*Supplied text*.
The African Union on Tuesday condemned attacks on civilians in Ethiopia and called for the perpetrators to be brought to justice, a day after dozens were reported killed in what the national human rights body labeled a “massacre”.
Moussa Faki Mahamat, chairman of the African Union Commission, “strongly condemns the killing of innocent civilians following inter-communal violence in Ethiopia”, his office said in a statement.
Faki also called on Ethiopian politicians “to engage in an inclusive national dialogue” to cool tensions, warning that “failure to do so can have grave impacts not only in the country but the region as a whole”.
On Monday the Ethiopian Human Rights Commission said at least 32 civilians were killed in a “massacre” in an area of Ethiopia’s Oromia region known as Wollega.
Two of the injured later died in hospital, bringing the official toll to 34, Oromia spokesman Getachew Balcha told AFP Tuesday.
Around ten people remained in the hospital Tuesday but no more fatalities were expected, Getachew said.

Natural language region descriptions

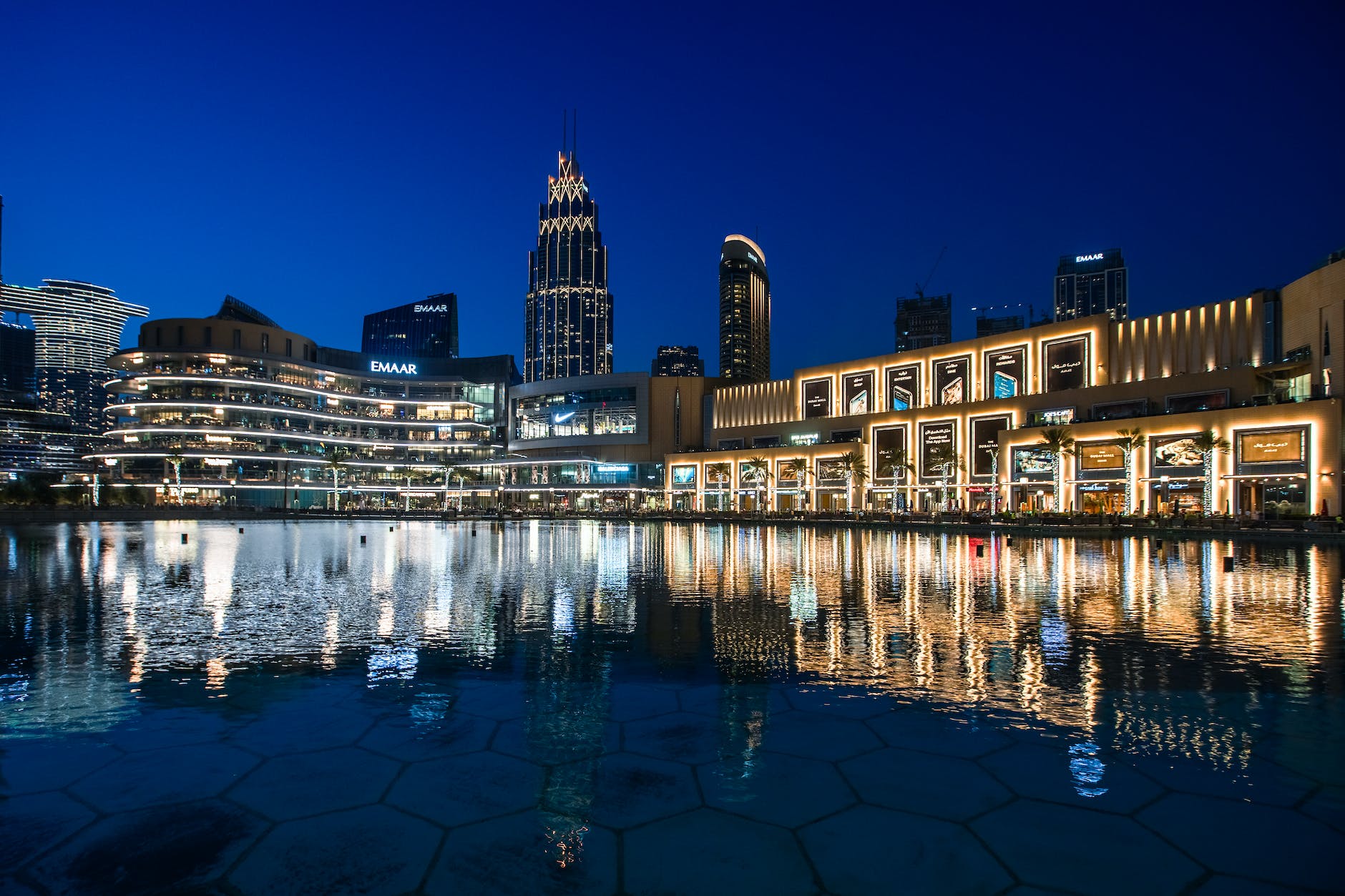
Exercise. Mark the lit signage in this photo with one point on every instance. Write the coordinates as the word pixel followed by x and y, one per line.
pixel 391 366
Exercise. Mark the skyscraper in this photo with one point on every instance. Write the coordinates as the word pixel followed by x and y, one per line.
pixel 744 311
pixel 568 317
pixel 1091 284
pixel 77 328
pixel 420 330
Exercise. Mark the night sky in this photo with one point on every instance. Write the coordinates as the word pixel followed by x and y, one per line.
pixel 325 162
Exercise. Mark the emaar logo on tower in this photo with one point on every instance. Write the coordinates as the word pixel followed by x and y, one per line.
pixel 391 366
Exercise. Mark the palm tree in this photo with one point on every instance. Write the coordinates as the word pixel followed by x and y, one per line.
pixel 1132 440
pixel 758 470
pixel 1208 444
pixel 854 470
pixel 798 470
pixel 1057 442
pixel 718 473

*What you will do*.
a. Answer these questions using the Ethiopia report:
(i) Who is the chairman of the African Union Commission?
(ii) According to the Ethiopian Human Rights Commission, at least how many civilians were killed?
(iii) What official toll did Oromia spokesman Getachew Balcha give?
b. Reproduce the Ethiopia report between "Moussa Faki Mahamat, chairman" and "known as Wollega.", inclusive.
Rely only on the Ethiopia report for your answers.

*Results of the tasks*.
a.
(i) Moussa Faki Mahamat
(ii) At least 32
(iii) 34

b.
Moussa Faki Mahamat, chairman of the African Union Commission, “strongly condemns the killing of innocent civilians following inter-communal violence in Ethiopia”, his office said in a statement.
Faki also called on Ethiopian politicians “to engage in an inclusive national dialogue” to cool tensions, warning that “failure to do so can have grave impacts not only in the country but the region as a whole”.
On Monday the Ethiopian Human Rights Commission said at least 32 civilians were killed in a “massacre” in an area of Ethiopia’s Oromia region known as Wollega.